Task instructions: Can you convert the lines below into a JSON list of strings, one string per line, skipping blank lines and leaving out the picture?

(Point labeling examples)
————————

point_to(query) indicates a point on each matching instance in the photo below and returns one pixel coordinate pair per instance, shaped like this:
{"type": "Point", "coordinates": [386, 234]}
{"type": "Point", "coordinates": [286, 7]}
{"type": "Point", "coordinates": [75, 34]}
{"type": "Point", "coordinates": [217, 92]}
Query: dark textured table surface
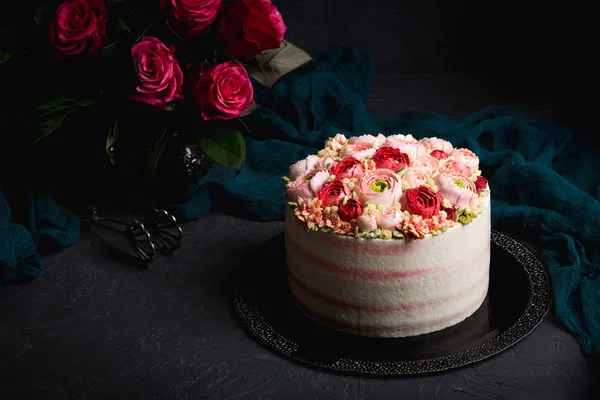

————————

Exercise output:
[
  "point_to(query) indicates a point on each matching instance in the photo below and returns one pixel coordinate pair per instance, shaped like this:",
  "{\"type\": \"Point\", \"coordinates\": [386, 234]}",
  "{\"type\": \"Point\", \"coordinates\": [286, 7]}",
  "{\"type\": \"Point\", \"coordinates\": [75, 34]}",
  "{\"type\": \"Point\", \"coordinates\": [217, 92]}",
  "Query: dark textured table surface"
]